▸ **Instructions to follow**:
Duplicate the records below, line for line, without altering anything.

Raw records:
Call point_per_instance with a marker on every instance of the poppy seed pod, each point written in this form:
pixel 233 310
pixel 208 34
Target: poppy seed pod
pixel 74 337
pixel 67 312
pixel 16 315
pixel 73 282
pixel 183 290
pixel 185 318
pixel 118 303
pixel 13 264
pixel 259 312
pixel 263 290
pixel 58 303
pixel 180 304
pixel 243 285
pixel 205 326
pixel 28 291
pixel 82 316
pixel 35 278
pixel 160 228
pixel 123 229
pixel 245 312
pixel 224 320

▸ **Solution below**:
Call point_per_instance with a marker on every instance of the poppy seed pod, each point written in this form:
pixel 233 310
pixel 208 34
Target: poppy seed pod
pixel 74 337
pixel 67 312
pixel 16 315
pixel 73 282
pixel 183 290
pixel 185 318
pixel 118 303
pixel 13 264
pixel 259 312
pixel 263 290
pixel 58 303
pixel 180 304
pixel 243 285
pixel 205 326
pixel 28 291
pixel 82 316
pixel 35 278
pixel 160 228
pixel 123 229
pixel 245 312
pixel 224 320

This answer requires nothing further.